##### Extracted records #####

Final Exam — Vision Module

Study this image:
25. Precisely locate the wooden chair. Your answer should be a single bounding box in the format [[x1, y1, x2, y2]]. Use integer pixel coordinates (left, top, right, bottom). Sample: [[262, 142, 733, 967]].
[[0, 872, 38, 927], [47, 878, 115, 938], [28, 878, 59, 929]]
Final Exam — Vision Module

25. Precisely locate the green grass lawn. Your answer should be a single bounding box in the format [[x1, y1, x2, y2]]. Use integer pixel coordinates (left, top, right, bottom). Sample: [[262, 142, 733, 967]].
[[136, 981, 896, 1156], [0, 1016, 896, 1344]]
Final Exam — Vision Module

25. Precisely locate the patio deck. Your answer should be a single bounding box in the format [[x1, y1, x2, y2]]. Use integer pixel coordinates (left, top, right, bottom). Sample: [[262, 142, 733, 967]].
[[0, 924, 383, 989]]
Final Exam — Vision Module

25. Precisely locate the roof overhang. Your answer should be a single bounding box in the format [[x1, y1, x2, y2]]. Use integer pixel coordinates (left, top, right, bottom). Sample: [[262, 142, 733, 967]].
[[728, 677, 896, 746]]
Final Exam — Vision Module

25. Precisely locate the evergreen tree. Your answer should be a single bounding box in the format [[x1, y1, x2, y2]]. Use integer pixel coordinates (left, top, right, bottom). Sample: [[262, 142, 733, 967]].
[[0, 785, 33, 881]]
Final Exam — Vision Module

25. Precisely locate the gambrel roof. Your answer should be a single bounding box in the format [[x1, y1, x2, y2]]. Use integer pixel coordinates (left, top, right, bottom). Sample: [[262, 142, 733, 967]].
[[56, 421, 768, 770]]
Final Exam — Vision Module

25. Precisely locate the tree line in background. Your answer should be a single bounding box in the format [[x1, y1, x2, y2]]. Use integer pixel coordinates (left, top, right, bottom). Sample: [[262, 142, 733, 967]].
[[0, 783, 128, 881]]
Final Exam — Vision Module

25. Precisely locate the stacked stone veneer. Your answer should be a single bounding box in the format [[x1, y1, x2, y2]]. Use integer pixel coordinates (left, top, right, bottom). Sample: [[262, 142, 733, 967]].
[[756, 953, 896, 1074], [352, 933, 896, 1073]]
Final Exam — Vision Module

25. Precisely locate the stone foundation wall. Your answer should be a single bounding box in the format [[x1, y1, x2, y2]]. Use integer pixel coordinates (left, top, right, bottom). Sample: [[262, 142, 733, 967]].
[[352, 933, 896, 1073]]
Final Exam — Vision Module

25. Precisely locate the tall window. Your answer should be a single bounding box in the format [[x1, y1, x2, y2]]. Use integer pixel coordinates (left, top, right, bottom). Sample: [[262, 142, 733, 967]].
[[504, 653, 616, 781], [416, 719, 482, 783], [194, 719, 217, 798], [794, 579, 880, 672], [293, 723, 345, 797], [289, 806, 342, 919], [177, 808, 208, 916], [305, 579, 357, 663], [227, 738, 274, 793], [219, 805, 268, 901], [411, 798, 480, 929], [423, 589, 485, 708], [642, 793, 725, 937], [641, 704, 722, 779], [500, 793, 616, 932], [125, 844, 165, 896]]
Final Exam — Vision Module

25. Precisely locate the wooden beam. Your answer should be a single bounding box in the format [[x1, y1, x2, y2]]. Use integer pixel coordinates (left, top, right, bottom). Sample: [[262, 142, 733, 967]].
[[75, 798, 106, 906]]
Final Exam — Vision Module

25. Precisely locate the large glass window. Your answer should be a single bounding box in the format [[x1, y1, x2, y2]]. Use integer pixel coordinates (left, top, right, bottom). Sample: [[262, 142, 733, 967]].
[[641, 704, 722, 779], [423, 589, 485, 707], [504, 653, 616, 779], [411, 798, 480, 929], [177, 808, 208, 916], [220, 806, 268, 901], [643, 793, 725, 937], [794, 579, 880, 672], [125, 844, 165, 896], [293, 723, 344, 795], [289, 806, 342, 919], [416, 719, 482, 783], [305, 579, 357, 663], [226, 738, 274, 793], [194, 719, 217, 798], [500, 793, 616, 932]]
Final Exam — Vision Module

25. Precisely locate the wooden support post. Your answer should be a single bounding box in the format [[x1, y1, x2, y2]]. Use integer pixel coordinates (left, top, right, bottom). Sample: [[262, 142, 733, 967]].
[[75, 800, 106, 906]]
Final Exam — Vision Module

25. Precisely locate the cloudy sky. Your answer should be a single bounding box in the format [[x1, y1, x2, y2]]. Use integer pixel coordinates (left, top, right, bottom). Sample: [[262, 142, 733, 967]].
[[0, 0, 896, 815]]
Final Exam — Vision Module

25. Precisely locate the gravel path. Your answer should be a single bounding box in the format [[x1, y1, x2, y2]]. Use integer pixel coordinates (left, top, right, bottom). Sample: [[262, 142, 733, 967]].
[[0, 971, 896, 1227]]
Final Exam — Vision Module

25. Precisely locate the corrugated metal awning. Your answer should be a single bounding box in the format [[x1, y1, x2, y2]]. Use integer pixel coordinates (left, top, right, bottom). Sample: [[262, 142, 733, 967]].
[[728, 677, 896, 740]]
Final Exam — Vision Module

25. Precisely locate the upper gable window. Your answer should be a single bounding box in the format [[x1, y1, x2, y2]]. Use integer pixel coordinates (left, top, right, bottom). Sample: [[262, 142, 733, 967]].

#####

Instruction:
Copy all of the items above word for word, without changing anything.

Solution to the problem:
Final Exam — Vision Module

Study this image:
25. Precisely locate the wooden chair. Your answer should be a single bounding box in the format [[x1, y1, x2, y2]]. Use integer pixel coordinates (left, top, right, bottom). Sample: [[262, 142, 733, 967]].
[[0, 872, 38, 927], [47, 878, 115, 938], [28, 878, 59, 929]]
Final Exam — Vision Module

25. Precisely locate the green grass lawn. Your answer should be a single bounding box in the format [[x1, y1, x2, y2]]. Use integer pixel coordinates (left, top, right, bottom). Sample: [[262, 142, 733, 967]].
[[136, 981, 896, 1156], [0, 1016, 896, 1344]]
Final Exam — Vision Module

25. Precisely locate the patio deck. Your answer should be a single bounding box in the format [[x1, y1, x2, y2]]. Use integer pixel coordinates (left, top, right, bottom). Sample: [[262, 142, 733, 967]].
[[0, 924, 383, 989]]
Final Exam — Vision Module

25. Precisely locate the roof overhang. Your answer should be a single bounding box in the format [[x1, y1, x2, y2]]. Use integer pixel coordinates (left, top, right, bottom). Sample: [[262, 142, 733, 967]].
[[728, 677, 896, 746]]
Final Exam — Vision Module

25. Precisely locate the evergreen tree. Your answer should be a single bounding box in the format [[x1, y1, x2, y2]]. Use integer pixel coordinates (left, top, right, bottom). Sample: [[262, 142, 733, 967]].
[[0, 785, 33, 881]]
Final Exam — Vision Module

25. Precisely locate the gambrel roof. Your answer should be a single bounding box in the format [[x1, y1, x2, y2]]. Use integer pixel coordinates (left, top, right, bottom). Sample: [[262, 142, 733, 967]].
[[56, 421, 768, 770]]
Final Exam — Vision Module

25. Precisely locate the tree line in background. Your answer should be a single bounding box in the format [[x1, y1, x2, y2]]. Use integer pixel coordinates (left, top, right, bottom). Sample: [[262, 142, 733, 967]].
[[0, 783, 128, 881]]
Final Exam — Vision Module

25. Precisely locate the stacked stone veneer. Your answer should be a single bounding box in the format [[x1, y1, x2, y2]]. Use integer pixel coordinates (left, top, right, bottom). Sample: [[262, 142, 733, 967]].
[[756, 953, 896, 1074], [352, 933, 896, 1073]]
Final Exam — Vision Module

25. Precisely locate the stone foundation wall. Your answer should be a single bounding box in the format [[x1, y1, x2, y2]]. Use integer pixel coordinates (left, top, right, bottom). Sample: [[262, 142, 733, 967]].
[[352, 933, 896, 1073]]
Final Exam — Vision Module

25. Precisely locate the tall window. Your answer should be a single bounding box in the format [[x1, y1, x2, y2]]. Use integer pixel coordinates (left, top, right, bottom). Sample: [[262, 142, 733, 967]].
[[504, 653, 616, 781], [416, 719, 482, 783], [194, 719, 217, 798], [794, 579, 880, 672], [293, 723, 345, 797], [289, 806, 342, 919], [177, 808, 208, 916], [305, 579, 357, 663], [227, 738, 274, 793], [219, 805, 268, 901], [411, 798, 480, 929], [423, 589, 485, 708], [642, 793, 725, 937], [641, 704, 722, 779], [500, 793, 616, 932], [125, 844, 165, 896]]
Final Exam — Vision Module

25. Precisely locate the wooden beam. Your answer should be a single bounding box in the format [[x1, y1, x2, y2]]. Use integer pixel coordinates (left, top, right, bottom). Sample: [[262, 142, 733, 967]].
[[75, 798, 106, 906]]
Final Exam — Vision Module

25. Precisely locate the large glass window. Your answer should be a single bounding box in the format [[x1, y1, x2, y2]]. Use integer pixel coordinates (left, top, right, bottom). Sample: [[262, 142, 733, 967]].
[[641, 704, 722, 779], [423, 589, 485, 707], [504, 653, 616, 779], [411, 798, 480, 929], [177, 808, 208, 916], [220, 806, 268, 901], [643, 793, 725, 937], [794, 579, 880, 672], [125, 844, 165, 896], [293, 723, 344, 795], [289, 806, 342, 919], [416, 719, 482, 783], [305, 579, 357, 663], [226, 738, 274, 793], [194, 719, 217, 798], [500, 793, 616, 932]]
Final Exam — Vision Module

25. Precisely locate the wooden support post. Your answer should be a single bounding box in the format [[x1, y1, x2, y2]]. Use integer pixel coordinates (left, top, right, bottom). Sample: [[262, 142, 733, 967]].
[[75, 800, 106, 906]]
Final Exam — Vision Module

25. Precisely locate the cloudy sky. Your answer should be a single bounding box in the format [[x1, y1, x2, y2]]. Use integer pixel coordinates (left, top, right, bottom). Sample: [[262, 142, 733, 967]].
[[0, 0, 896, 815]]
Final Exam — Vision Module

25. Precisely locate the gravel path. Your answer should be a single bounding box in the format [[x1, y1, x2, y2]]. Use integer pixel coordinates (left, top, right, bottom). Sample: [[262, 142, 733, 967]].
[[0, 971, 896, 1227]]
Final Exam — Vision Module

25. Precisely locate the corrugated metal awning. Your answer should be a single bounding box in the format [[x1, y1, x2, y2]]. Use integer pixel coordinates (left, top, right, bottom). Sample: [[262, 142, 733, 967]].
[[728, 677, 896, 740]]
Final Exam — Vision Module

25. Precisely locate the upper gable window. Your answer should be a single bounding box in the format [[x1, y1, x2, y2]]. Use integer pixel coordinates (left, top, right, bottom). Sample: [[262, 142, 733, 967]].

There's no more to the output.